While some of the KIR3DL1 sequence variants result in modulation of the amount of receptor at the cell surface, what role do the remaining polymorphisms play? The control of ligand/receptor interactions was an obvious possibility deserving investigation. Although structure-based molecular dissection of binding is now underway (see below) the role of KIR3DL1 sequence variation in ligand interaction was initially explored by examining the functional response of different KIR3DL1 allotypes upon interaction with a panel of single HLA class I expressing target cells. Indeed, these studies uncovered a role of polymorphic KIR3DL1 residues in dictating the strength of interaction with HLA molecules.24, 25 In a comparison of 3DL1*002 or 3DL1*007 expressing cell lines and their interaction with HLA-B*2705, Carr et al. determined that position 238 in the D2 domain and 320 in the transmembrane domain are both involved in the stronger functional response of 3DL1*002 relative to *007. In a subsequent comparison of the interaction with B*5801 by Yawata et al., *007 was again found to be a weak inhibitor with a defined hierarchy of 3DL1*007 < *020 < *015 < *005 < *001.23 As informative as these reports are, they are limited by the use of individual target cell populations and it is unclear from this work if there is any impact of the relative levels of receptor expression in these assays. Additional work that accounts for the differing frequencies, peptide specificities and levels of expression on individual cells may be required to fully explain the relative inhibitory capacity of individual allotypes.

> _MATERIAL PROVIDED_

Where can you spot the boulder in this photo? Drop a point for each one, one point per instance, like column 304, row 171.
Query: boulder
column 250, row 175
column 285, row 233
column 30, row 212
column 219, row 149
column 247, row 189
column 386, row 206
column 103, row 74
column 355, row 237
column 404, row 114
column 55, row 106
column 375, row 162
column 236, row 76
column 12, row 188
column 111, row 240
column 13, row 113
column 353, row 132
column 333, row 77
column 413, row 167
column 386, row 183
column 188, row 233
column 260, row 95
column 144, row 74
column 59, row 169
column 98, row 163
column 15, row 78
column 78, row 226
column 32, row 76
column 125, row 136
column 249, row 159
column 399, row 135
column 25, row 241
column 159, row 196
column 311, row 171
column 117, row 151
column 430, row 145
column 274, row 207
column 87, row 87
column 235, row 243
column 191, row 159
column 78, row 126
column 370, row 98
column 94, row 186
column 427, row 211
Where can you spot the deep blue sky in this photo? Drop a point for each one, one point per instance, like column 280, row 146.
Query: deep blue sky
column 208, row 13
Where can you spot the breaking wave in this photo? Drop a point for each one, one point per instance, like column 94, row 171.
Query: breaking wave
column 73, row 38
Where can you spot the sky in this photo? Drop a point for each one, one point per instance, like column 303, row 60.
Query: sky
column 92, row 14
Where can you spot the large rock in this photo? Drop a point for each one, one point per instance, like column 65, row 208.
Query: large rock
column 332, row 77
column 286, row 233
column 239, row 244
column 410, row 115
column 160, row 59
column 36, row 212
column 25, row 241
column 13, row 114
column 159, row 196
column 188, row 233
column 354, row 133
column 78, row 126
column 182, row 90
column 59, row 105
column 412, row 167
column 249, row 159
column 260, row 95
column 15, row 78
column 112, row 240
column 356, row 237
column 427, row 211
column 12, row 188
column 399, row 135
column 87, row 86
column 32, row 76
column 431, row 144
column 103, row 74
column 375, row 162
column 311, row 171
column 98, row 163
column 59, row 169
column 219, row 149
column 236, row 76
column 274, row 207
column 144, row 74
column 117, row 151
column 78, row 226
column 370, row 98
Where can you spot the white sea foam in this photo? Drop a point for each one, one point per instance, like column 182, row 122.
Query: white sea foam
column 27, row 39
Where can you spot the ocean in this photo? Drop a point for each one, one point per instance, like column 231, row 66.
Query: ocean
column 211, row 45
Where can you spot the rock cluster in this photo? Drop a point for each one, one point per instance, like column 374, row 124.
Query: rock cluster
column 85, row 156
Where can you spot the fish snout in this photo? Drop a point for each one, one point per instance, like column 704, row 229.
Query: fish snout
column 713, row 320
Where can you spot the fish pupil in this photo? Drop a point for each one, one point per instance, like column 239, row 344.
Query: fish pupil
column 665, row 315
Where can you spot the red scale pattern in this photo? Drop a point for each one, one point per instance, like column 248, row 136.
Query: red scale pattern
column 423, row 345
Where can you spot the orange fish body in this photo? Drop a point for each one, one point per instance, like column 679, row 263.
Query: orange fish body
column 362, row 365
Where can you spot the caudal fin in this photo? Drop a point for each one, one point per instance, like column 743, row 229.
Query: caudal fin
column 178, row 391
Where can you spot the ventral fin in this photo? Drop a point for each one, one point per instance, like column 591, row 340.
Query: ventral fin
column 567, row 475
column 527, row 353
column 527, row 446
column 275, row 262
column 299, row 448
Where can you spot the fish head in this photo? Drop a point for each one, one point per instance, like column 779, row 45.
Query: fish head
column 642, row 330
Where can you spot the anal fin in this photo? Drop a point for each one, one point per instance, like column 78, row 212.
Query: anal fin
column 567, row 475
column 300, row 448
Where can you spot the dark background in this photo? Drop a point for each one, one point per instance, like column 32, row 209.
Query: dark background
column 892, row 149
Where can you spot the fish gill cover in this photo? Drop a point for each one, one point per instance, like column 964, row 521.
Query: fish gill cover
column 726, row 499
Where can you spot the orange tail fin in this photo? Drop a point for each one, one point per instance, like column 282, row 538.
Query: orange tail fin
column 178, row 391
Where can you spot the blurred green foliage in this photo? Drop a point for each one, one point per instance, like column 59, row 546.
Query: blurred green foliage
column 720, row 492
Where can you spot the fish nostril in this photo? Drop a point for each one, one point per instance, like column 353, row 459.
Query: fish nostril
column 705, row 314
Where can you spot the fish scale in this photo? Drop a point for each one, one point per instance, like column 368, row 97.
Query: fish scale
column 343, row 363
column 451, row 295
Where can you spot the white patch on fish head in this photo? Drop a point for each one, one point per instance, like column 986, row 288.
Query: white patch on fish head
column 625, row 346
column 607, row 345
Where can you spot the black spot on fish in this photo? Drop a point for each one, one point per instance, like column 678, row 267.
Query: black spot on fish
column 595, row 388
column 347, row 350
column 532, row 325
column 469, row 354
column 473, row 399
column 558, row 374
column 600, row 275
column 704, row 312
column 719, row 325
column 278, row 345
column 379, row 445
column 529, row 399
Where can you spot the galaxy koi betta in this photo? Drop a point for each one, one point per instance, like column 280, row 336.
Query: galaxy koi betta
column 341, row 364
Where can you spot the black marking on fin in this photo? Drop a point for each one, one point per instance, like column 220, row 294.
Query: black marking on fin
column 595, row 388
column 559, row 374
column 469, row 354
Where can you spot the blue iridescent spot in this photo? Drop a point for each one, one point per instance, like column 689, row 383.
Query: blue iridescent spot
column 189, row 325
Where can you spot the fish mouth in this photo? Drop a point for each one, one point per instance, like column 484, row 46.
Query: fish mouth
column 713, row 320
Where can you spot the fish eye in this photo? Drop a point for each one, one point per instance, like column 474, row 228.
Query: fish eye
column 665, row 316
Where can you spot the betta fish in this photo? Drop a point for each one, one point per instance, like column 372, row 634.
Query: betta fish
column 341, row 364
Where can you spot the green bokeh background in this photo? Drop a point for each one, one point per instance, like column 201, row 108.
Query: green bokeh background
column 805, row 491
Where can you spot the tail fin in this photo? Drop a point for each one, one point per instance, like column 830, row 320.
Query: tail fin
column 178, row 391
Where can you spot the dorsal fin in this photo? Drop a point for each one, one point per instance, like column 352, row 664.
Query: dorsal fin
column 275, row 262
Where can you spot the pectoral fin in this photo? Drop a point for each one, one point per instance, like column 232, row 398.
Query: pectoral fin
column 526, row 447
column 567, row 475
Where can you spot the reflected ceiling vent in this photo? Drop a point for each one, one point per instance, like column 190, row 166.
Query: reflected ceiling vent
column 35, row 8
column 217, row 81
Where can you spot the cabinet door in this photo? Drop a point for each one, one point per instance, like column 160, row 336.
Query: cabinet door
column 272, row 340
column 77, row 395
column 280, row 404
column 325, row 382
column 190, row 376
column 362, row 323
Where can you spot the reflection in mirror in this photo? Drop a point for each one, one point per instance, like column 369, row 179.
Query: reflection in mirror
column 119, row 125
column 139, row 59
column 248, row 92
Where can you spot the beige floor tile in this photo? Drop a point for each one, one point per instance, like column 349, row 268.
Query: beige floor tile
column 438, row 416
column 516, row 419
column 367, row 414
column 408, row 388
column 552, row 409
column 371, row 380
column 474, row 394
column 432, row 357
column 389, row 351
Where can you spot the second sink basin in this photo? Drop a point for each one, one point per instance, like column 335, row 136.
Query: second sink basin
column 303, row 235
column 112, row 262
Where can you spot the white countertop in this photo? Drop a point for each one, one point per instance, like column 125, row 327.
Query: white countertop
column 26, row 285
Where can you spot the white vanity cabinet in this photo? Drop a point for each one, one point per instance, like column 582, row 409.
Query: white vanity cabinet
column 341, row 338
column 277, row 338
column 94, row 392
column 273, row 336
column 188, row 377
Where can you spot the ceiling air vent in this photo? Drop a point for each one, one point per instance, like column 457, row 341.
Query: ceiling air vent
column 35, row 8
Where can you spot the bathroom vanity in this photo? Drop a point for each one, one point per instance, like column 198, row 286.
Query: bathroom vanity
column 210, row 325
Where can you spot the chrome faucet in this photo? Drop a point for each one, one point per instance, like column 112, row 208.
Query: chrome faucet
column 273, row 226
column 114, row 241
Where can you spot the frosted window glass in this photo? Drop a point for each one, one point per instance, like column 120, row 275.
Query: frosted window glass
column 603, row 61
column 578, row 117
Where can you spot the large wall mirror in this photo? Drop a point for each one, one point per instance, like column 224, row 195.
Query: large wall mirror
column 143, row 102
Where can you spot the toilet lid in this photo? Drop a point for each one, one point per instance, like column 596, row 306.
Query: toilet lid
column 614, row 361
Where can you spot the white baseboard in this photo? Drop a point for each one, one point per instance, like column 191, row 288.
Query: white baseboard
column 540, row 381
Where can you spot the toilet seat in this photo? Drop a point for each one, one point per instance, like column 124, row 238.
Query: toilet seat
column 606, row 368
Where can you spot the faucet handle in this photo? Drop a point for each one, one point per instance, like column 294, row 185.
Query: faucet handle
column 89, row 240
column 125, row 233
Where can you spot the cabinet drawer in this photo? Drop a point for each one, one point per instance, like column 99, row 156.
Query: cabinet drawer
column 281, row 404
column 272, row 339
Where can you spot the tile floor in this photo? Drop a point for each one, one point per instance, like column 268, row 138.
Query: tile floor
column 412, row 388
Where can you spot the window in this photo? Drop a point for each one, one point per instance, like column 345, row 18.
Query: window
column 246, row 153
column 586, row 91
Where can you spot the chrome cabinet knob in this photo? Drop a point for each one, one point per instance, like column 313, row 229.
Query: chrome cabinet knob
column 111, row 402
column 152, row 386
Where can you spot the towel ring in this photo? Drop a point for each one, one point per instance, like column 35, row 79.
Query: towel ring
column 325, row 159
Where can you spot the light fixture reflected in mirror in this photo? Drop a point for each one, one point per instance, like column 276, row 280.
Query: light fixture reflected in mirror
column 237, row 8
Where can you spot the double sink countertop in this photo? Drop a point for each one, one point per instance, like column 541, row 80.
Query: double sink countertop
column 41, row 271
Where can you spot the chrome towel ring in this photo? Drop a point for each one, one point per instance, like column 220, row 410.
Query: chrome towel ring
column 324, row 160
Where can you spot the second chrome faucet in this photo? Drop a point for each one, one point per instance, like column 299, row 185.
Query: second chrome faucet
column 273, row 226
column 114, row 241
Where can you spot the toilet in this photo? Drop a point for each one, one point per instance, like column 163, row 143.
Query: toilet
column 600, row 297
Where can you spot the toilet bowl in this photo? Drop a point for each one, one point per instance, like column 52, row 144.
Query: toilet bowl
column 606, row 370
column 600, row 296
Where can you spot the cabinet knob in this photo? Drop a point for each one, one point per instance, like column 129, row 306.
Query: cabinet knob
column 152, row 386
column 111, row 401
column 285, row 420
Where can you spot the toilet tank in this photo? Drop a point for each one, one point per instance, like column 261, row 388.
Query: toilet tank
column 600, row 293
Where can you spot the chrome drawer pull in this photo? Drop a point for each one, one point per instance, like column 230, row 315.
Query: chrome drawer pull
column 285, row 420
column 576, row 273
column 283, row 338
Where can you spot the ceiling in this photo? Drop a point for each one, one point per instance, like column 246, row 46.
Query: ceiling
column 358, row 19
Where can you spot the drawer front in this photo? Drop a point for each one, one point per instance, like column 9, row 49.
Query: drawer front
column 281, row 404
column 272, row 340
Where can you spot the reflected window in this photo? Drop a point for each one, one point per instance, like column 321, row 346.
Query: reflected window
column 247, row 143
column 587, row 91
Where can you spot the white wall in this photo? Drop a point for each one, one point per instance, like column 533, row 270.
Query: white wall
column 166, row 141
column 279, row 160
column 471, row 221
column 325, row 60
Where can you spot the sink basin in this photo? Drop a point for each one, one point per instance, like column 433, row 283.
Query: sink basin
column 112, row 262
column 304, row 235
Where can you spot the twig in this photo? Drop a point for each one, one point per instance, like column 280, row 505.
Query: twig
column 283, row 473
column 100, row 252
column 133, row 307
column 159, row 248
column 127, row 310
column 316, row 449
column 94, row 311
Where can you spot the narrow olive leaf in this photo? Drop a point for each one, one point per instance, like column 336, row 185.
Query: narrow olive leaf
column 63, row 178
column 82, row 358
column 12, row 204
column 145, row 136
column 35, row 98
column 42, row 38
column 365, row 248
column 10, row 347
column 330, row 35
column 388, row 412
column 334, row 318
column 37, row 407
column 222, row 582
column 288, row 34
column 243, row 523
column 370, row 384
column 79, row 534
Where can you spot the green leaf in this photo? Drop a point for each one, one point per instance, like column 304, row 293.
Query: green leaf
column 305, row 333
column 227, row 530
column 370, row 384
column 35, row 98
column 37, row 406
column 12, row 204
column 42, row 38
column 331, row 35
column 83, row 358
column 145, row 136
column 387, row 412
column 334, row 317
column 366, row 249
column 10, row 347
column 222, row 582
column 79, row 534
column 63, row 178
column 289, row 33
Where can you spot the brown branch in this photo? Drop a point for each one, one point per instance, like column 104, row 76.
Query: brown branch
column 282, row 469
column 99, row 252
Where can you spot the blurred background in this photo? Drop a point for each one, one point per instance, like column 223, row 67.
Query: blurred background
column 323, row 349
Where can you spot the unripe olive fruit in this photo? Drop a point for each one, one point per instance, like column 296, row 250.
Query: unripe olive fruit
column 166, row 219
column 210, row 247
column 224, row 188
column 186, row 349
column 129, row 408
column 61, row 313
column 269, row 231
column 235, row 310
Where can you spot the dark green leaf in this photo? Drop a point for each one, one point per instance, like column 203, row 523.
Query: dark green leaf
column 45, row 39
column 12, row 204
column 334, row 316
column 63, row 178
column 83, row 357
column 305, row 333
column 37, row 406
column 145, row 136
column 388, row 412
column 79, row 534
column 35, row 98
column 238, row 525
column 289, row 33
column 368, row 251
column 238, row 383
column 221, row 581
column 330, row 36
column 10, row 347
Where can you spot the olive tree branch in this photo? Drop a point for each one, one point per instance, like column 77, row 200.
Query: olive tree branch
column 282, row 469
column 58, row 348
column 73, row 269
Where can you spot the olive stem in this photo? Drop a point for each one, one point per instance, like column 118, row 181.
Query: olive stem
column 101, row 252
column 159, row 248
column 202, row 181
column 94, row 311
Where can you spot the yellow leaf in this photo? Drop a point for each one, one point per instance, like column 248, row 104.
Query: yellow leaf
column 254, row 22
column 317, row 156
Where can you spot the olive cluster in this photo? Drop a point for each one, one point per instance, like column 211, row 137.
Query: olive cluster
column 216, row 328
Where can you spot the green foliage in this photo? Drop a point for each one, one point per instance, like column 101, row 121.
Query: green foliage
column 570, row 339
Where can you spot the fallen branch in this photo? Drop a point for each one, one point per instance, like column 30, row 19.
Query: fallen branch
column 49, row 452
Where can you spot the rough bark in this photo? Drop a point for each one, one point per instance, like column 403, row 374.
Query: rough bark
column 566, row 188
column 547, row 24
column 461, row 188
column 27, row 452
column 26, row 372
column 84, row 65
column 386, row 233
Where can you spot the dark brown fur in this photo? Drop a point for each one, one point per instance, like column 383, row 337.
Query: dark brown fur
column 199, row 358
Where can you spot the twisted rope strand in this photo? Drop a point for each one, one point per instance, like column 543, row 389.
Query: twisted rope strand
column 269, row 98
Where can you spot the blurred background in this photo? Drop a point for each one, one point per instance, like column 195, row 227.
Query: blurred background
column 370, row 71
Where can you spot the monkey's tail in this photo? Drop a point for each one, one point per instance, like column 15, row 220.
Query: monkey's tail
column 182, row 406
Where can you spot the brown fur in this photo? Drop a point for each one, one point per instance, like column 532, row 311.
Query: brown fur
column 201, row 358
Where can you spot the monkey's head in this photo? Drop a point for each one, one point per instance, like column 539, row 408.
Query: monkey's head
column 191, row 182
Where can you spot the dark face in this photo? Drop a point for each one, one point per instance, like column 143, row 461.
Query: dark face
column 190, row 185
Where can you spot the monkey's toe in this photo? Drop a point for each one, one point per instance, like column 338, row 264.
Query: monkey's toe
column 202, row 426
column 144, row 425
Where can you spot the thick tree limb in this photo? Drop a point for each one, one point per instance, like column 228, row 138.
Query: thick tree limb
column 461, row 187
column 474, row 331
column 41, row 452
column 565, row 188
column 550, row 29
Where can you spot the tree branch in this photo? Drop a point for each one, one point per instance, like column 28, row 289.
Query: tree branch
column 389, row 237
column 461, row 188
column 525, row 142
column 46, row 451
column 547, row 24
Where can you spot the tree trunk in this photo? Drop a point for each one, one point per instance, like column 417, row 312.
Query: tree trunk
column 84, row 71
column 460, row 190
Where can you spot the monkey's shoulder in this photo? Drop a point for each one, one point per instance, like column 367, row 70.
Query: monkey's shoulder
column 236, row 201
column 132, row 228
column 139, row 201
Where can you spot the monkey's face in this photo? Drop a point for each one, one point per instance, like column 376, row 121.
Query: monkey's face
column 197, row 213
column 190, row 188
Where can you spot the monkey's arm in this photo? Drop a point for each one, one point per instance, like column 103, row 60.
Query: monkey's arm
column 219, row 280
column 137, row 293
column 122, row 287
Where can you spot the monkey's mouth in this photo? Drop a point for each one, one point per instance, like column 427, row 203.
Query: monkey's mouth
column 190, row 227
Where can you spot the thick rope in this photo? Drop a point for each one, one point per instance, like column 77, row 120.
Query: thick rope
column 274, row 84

> _EXERCISE PROMPT_
According to the KIR3DL1 text, why are the functional comparisons of allotypes with HLA class I ligands limited?

> _OUTPUT BELOW_
They relied on individual target cell populations. The work also left unclear whether the relative levels of receptor expression affected the results of the assays.